Reto A: Según el pasaje sobre la idealidad, ¿con qué debe trabajar el teórico que quiere establecer fórmulas definidas?

Pasaje de origen:
*****

Por JONATHAN GEORGALIS
Sépanlo Todos:
este drama no es ni una ficción, ni una novela. All is true, es tan verdadero, que cada uno puede encontrar sus
elementos en su propia casa, tal vez en su propio corazón. [Balzac, El tío
Goriot]
El problema de la experiencia, conjuntamente con el de la “verdad”
de la idealidad, no ha sido planteado con la altura merecida. Hemos escuchado
divagues epistémicos, otros se han convertido en libros con títulos que en sí
mismos representan un absurdo. No hace falta recordar aquél título tan
taquillero que hablaba acerca de la mendacidad de las leyes científicas, aserto
fundado, precisamente, en virtud de la idealidad de acuerdo a la cual se
establece su formulación.
Pero ¿qué es la idealidad, al menos en ciencia? Por nuestra parte,
no nos resignamos a encerrar el ámbito especulativo en las oxidadas tenazas de
la racionalidad analítica o en los cerebros polvorosos que transitan los
claustros académicos. La verdad resplandece en el arte, destella en la mente
genial del creador, y abrasa la criatura caída hasta hacer de su alma toda una
antorcha sagrada que consume, en su realidad esplendente, toda la vana escoria
que consume la herrumbrosa substancia del curso cotidiano de nuestra vida.
La idealidad, en nuestro concepto, lejos de engañar, tiene la
misión de manifestar. La idealidad, precisamente, lo que hace es desvincular
los elementos enmarañados en la realidad concreta. Desarticula las fuerzas
arremolinadas en el complejo juego de nuestro trato para con las cosas, desarma
el remolino en su armado básico y su ordenamiento geométrico. Todo yace en
todo, y una cosa en nuestro mundo refleja todo el universo. Por eso, el
teórico, que quiere establecer fórmulas definidas referidas al ordenamiento
simple de las cosas, debe trabajar con tipos ideales. Finalmente, éstos
representan tipos simplificados, donde el juego de los principios se reduce a
unos límites abarcables de interacciones mensurables. Una vez esclarecida la
lógica, la inclusión de elementos puede tener lugar, con la conciencia plena de
que todo en el cálculo científico tiende a la simplificación, vía la
idealización, y que despreciamos las fuerzas intervinientes producto de
infinidad de interacciones, precisamente porque su efecto no es significativo en
relación a los fines perseguidos.
Falaz en el cálculo si se quiere, la idealización construye el
armazón lógico, el esqueleto anatómico básico, que funda la fisiología de los
seres concretos. La verdad resplandece a través del sueño y la idealidad que radiografía
la verdad solamente puede ser reconstruida por el ojo visionario del artista.

*****

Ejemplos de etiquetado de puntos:
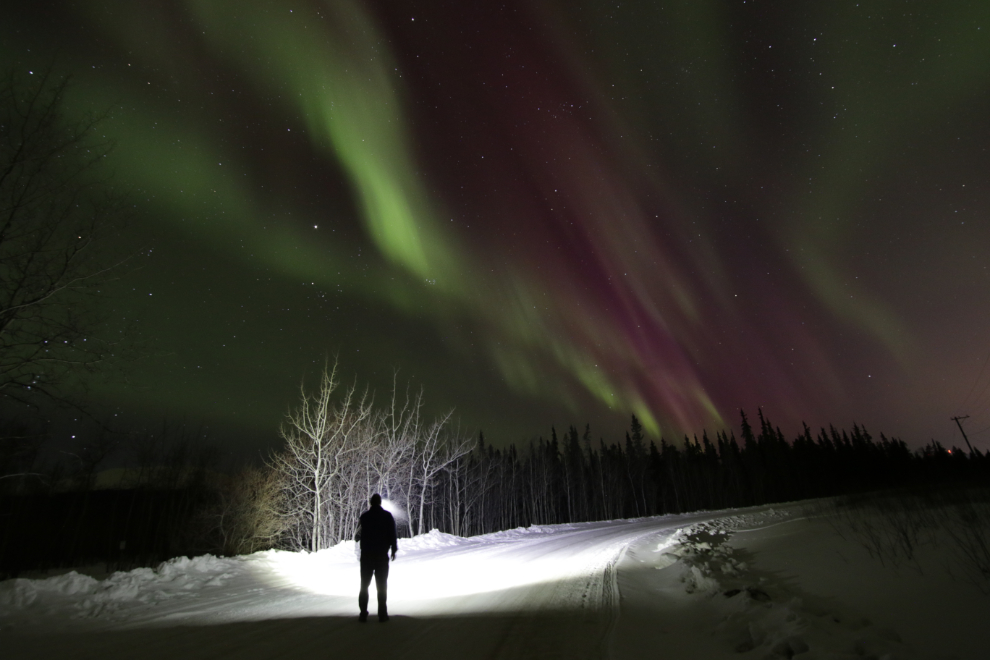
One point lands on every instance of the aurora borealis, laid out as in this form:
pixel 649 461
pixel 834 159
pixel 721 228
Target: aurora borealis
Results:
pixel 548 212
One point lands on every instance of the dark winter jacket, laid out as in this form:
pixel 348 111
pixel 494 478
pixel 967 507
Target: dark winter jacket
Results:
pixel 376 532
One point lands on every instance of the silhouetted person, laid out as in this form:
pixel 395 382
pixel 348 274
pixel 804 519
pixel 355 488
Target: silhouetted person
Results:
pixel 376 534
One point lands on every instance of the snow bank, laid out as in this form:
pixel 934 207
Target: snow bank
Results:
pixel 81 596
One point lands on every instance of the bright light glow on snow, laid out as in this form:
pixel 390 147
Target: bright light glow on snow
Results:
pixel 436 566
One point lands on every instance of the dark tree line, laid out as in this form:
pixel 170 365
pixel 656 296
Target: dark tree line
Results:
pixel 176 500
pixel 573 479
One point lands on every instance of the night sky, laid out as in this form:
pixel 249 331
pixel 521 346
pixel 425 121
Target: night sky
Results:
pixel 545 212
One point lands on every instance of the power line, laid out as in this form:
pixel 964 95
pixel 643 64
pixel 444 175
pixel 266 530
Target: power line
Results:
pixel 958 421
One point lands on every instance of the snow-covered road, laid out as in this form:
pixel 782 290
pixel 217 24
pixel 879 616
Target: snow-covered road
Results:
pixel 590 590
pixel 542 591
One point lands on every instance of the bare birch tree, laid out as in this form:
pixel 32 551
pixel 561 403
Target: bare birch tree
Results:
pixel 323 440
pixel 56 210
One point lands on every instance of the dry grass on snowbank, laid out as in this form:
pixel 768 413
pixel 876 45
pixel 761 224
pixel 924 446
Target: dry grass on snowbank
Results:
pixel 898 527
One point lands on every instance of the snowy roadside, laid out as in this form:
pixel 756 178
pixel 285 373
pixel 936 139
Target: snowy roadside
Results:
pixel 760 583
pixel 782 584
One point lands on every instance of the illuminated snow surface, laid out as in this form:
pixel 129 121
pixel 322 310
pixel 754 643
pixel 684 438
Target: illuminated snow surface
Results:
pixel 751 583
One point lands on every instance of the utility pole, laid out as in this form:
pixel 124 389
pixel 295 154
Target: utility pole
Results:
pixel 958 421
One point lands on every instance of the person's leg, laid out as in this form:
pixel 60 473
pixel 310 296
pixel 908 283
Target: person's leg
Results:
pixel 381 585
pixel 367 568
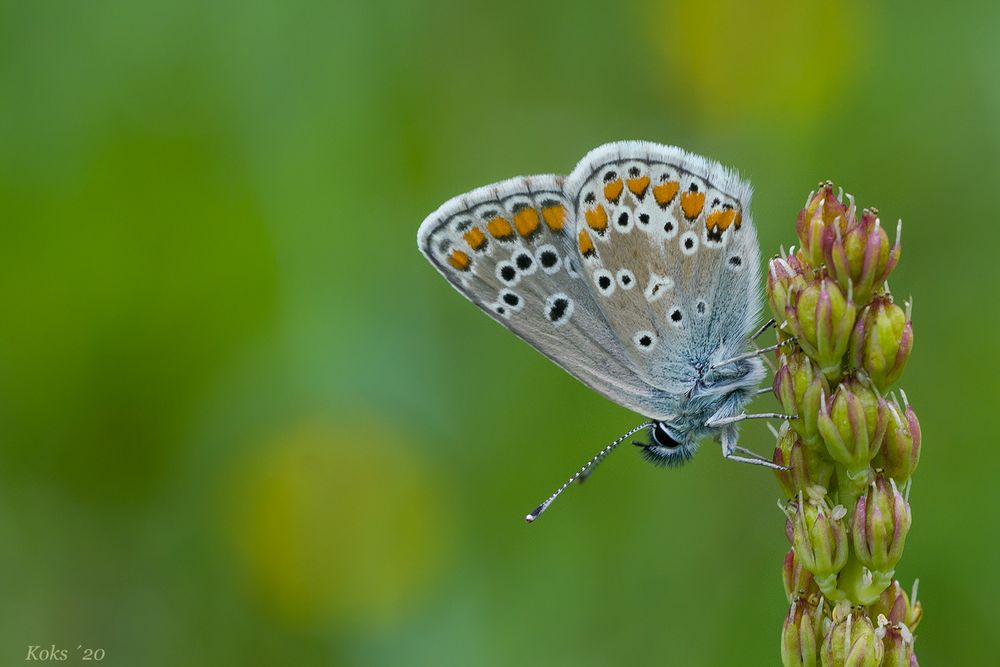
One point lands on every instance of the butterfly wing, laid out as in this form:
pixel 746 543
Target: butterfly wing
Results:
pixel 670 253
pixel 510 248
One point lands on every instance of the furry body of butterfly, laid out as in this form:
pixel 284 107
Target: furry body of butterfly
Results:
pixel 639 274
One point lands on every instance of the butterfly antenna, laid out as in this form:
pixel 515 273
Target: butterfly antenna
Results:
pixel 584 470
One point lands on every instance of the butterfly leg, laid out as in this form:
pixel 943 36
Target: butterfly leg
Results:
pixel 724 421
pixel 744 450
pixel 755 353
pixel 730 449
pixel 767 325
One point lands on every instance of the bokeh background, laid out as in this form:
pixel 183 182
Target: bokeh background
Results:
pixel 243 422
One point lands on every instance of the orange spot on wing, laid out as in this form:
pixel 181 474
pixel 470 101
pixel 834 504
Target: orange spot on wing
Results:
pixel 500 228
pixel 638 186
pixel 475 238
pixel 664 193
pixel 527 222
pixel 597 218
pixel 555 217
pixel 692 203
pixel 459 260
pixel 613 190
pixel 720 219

*****

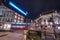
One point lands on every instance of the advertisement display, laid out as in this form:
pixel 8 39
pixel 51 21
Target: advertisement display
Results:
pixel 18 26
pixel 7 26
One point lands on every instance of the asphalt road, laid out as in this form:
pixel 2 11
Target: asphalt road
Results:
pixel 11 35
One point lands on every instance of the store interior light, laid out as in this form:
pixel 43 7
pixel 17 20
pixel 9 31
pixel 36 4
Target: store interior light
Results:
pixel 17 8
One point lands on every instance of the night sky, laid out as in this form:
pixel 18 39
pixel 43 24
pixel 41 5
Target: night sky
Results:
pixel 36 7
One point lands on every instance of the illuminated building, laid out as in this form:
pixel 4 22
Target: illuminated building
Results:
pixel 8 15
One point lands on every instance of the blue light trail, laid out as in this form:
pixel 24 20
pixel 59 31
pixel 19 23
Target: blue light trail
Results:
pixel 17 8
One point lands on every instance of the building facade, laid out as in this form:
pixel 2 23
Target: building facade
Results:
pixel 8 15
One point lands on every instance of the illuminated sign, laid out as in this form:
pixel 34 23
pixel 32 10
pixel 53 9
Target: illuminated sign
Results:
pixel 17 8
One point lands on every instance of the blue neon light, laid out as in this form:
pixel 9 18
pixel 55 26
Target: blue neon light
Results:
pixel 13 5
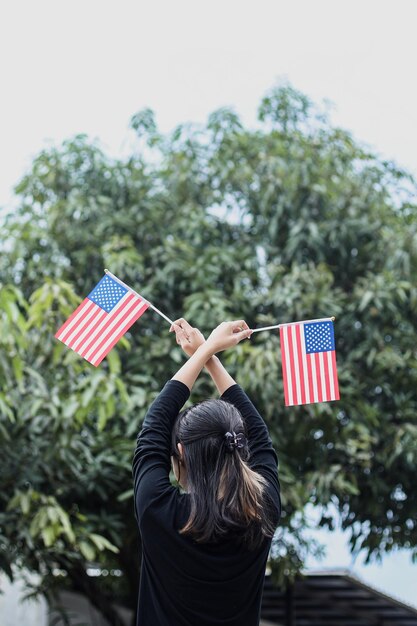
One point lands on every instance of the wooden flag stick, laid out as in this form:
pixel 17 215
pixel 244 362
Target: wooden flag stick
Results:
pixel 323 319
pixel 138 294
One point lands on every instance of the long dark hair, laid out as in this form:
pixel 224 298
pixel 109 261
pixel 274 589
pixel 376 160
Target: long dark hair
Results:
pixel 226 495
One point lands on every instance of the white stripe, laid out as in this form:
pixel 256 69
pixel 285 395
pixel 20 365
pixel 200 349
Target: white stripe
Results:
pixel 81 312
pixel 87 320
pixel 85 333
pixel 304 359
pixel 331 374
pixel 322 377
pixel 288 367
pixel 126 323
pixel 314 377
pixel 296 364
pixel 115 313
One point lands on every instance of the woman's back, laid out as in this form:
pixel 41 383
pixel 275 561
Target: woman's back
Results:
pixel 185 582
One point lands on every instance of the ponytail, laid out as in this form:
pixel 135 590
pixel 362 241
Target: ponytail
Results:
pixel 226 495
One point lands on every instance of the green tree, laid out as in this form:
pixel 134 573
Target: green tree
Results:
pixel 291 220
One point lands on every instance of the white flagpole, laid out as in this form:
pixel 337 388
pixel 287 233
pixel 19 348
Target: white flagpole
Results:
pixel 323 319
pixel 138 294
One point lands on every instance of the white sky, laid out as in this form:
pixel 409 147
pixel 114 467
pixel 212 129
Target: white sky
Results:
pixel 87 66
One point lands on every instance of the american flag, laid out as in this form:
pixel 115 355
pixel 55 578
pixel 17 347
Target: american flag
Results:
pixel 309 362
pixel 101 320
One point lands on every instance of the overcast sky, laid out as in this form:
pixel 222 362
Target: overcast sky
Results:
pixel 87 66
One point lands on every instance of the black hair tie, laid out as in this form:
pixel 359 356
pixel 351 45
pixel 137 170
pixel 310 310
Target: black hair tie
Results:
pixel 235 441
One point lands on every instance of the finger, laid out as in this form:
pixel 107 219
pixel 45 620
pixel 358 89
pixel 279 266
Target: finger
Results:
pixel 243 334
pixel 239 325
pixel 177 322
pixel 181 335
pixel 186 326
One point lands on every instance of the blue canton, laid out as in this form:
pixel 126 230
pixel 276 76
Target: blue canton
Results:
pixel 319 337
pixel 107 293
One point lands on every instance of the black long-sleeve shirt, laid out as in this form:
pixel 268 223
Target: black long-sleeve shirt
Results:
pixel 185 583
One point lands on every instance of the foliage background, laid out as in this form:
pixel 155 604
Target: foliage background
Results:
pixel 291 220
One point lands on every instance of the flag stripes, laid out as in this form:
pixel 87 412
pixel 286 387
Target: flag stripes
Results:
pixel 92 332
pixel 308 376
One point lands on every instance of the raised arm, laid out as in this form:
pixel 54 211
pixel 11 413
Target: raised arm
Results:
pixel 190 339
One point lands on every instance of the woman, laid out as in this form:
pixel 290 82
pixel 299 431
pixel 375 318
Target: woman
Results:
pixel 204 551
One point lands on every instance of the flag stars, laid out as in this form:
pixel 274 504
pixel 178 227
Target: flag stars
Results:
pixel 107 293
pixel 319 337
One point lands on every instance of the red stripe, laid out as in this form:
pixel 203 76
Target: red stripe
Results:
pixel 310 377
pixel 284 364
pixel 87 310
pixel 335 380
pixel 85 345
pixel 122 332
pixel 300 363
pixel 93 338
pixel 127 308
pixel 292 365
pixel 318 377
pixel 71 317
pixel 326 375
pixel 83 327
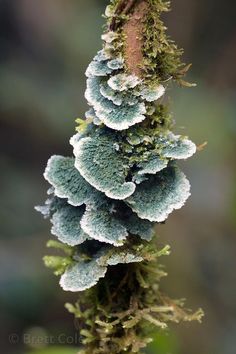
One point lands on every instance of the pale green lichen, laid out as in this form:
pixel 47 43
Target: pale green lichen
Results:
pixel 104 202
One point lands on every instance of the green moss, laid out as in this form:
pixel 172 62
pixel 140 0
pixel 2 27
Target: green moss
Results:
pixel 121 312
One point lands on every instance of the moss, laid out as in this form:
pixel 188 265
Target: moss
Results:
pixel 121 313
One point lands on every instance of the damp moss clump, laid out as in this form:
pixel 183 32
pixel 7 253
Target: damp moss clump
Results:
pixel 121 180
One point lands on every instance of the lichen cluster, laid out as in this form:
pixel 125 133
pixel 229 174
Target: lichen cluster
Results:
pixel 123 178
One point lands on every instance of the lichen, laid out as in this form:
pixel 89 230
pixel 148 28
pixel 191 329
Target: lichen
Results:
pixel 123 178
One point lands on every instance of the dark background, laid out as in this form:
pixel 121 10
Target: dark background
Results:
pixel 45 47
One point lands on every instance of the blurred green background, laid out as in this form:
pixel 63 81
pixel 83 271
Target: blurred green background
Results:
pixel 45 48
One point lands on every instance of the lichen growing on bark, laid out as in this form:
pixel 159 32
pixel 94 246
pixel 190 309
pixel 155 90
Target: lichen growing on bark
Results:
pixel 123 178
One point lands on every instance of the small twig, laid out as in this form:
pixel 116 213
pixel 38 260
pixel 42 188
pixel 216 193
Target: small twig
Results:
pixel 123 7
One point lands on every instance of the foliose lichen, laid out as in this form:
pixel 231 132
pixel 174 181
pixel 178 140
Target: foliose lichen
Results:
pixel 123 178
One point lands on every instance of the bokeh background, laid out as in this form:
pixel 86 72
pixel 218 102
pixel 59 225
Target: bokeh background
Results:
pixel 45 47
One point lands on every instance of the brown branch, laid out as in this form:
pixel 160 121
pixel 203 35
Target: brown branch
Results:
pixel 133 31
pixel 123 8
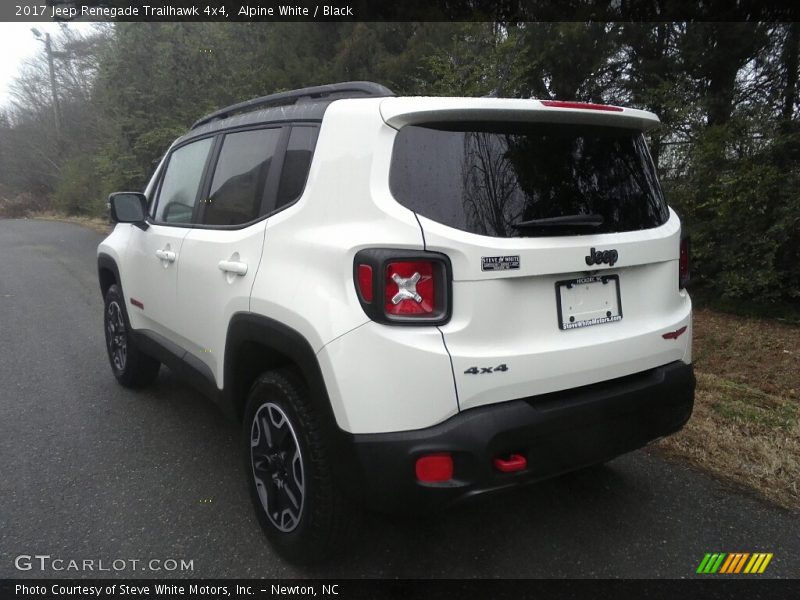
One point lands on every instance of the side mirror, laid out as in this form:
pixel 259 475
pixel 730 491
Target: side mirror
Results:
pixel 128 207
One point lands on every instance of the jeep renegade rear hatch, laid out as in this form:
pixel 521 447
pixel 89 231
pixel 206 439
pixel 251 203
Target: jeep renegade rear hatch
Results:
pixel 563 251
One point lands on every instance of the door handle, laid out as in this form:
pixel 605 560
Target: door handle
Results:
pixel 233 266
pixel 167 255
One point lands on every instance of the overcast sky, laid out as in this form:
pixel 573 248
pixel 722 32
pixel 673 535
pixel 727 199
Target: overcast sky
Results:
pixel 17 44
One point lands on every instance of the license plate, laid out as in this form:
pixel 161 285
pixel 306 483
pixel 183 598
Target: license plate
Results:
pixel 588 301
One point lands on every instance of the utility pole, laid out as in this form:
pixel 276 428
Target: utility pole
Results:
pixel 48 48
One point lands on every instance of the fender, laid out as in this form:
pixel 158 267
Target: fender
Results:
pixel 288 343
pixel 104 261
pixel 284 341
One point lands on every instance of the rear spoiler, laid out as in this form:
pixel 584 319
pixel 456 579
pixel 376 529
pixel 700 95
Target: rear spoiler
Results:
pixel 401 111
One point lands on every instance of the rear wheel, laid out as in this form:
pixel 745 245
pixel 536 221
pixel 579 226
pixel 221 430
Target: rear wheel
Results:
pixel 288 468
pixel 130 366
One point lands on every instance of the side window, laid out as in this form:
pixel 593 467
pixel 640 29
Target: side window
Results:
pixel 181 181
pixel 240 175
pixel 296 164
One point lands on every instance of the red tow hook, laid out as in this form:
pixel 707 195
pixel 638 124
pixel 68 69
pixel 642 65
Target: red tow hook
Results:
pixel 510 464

*****

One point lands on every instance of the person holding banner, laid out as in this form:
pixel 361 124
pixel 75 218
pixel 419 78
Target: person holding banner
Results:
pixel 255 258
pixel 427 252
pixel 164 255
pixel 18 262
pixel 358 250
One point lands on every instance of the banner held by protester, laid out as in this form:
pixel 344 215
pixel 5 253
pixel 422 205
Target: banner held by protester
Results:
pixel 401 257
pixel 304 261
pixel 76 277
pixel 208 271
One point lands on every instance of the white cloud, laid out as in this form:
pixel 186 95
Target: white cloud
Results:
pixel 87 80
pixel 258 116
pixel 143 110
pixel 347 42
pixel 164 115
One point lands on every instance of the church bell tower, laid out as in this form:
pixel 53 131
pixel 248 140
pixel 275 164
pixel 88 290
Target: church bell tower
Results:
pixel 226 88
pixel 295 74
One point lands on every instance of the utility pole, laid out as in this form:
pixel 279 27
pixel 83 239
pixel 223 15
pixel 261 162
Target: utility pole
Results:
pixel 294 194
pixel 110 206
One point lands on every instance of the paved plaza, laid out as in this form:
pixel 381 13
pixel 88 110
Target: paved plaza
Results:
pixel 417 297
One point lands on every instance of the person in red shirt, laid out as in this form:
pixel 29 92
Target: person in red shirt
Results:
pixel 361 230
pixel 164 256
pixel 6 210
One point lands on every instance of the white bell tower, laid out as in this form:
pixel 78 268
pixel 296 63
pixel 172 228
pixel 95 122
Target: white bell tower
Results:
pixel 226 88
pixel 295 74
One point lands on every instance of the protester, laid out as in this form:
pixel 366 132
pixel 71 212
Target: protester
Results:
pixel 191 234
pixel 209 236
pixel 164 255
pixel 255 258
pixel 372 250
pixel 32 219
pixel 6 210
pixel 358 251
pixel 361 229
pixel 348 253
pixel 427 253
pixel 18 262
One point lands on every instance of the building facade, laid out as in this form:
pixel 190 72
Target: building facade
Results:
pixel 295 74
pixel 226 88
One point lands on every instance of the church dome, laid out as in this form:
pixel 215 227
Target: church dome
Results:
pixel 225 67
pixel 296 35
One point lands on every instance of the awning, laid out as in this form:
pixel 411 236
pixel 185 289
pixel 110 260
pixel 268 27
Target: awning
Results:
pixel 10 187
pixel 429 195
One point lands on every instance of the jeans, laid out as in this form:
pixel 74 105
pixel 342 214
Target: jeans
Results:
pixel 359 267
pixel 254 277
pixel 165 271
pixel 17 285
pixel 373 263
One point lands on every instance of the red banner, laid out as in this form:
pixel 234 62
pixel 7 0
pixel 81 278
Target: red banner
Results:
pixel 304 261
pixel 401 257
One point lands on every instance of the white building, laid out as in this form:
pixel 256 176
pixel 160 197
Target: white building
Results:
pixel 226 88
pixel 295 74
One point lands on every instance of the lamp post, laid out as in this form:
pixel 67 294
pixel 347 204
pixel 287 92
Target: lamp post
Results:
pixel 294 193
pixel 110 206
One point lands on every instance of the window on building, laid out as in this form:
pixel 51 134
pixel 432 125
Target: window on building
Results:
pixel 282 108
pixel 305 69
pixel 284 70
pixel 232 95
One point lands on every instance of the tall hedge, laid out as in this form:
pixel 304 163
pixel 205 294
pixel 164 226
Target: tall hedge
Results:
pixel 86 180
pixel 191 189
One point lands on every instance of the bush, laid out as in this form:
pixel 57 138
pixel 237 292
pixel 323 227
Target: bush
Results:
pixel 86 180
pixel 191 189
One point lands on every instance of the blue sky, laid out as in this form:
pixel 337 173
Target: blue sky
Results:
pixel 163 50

*****

Reto B: Desplaza las coordenadas de las respuestas en el tramo de las entradas que va desde la línea que contiene "One point lands on every instance of the aurora" hasta la que contiene "pixel 436 566", ambas incluidas, sumando 30 a cada número. Vuelve a escribir todas las líneas de ese tramo completas, sin omitir ninguna.

Respuesta desarrollada A: Con tipos ideales.

Respuesta desarrollada B:
One point lands on every instance of the aurora borealis, laid out as in this form:
pixel 649 461
pixel 834 159
pixel 721 228
Target: aurora borealis
Results:
pixel 578 242
One point lands on every instance of the dark winter jacket, laid out as in this form:
pixel 348 111
pixel 494 478
pixel 967 507
Target: dark winter jacket
Results:
pixel 406 562
One point lands on every instance of the silhouetted person, laid out as in this form:
pixel 395 382
pixel 348 274
pixel 804 519
pixel 355 488
Target: silhouetted person
Results:
pixel 406 564
One point lands on every instance of the snow bank, laid out as in this form:
pixel 934 207
Target: snow bank
Results:
pixel 111 626
One point lands on every instance of the bright light glow on snow, laid out as in this form:
pixel 390 147
Target: bright light glow on snow
Results:
pixel 466 596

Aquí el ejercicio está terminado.